Please reproduce every line of the entries below, requests included, multiplying each point coordinate in the answers by 2.5 and rounding to whole numbers, with halves going up. Leave the pictures out.

Items from a data source
• • • • • • •
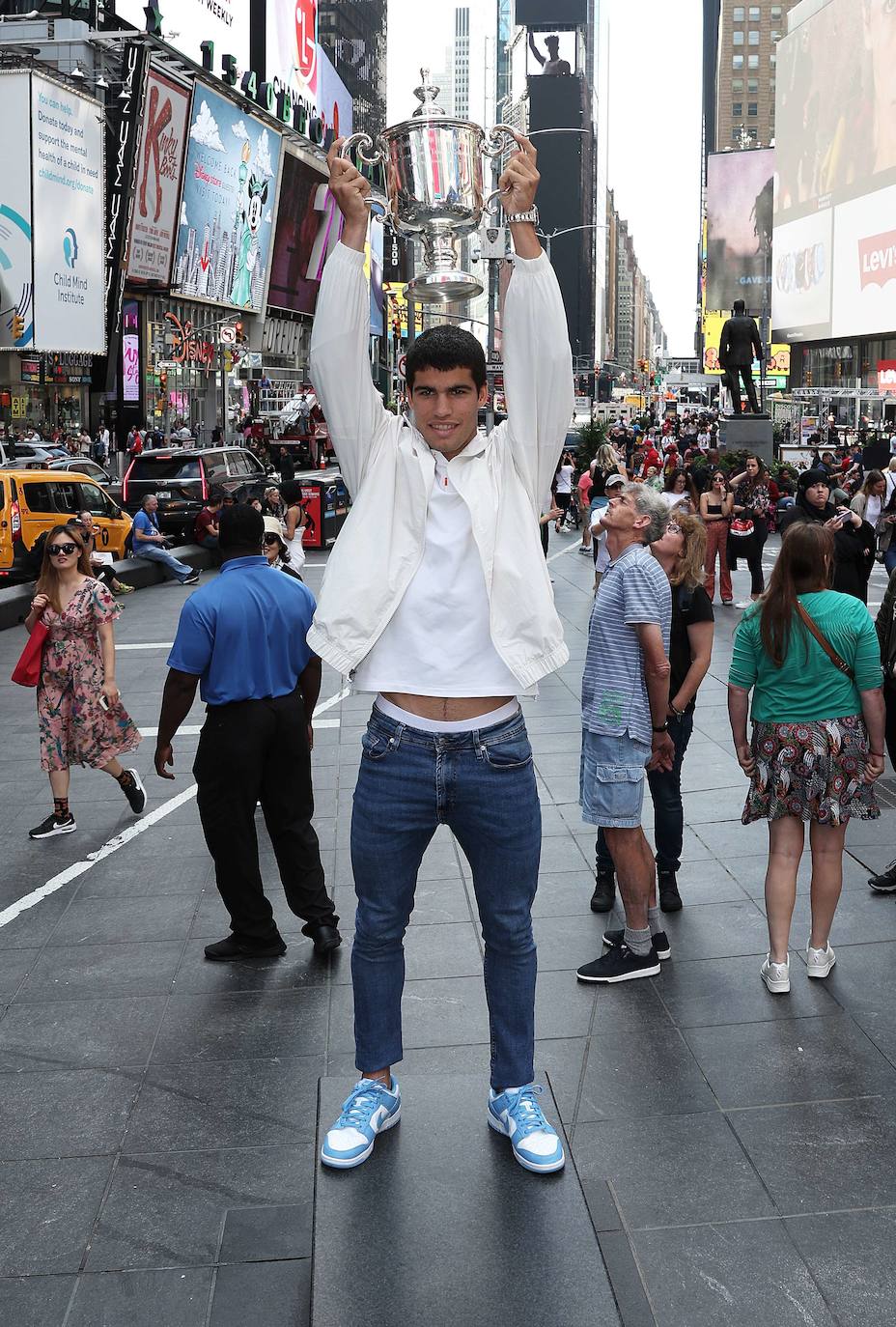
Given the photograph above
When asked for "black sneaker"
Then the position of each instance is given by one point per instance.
(324, 939)
(604, 894)
(669, 896)
(885, 882)
(620, 965)
(135, 792)
(659, 941)
(52, 826)
(233, 950)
• • • • • • •
■ **ANSWER TO THE EXERCISE**
Given the photograph above
When asked for "black sneaker"
Then the position of each instance is given by one point per instance.
(810, 2348)
(1510, 2235)
(1673, 2240)
(2213, 2205)
(1550, 2413)
(338, 1980)
(1648, 2353)
(130, 2065)
(583, 2375)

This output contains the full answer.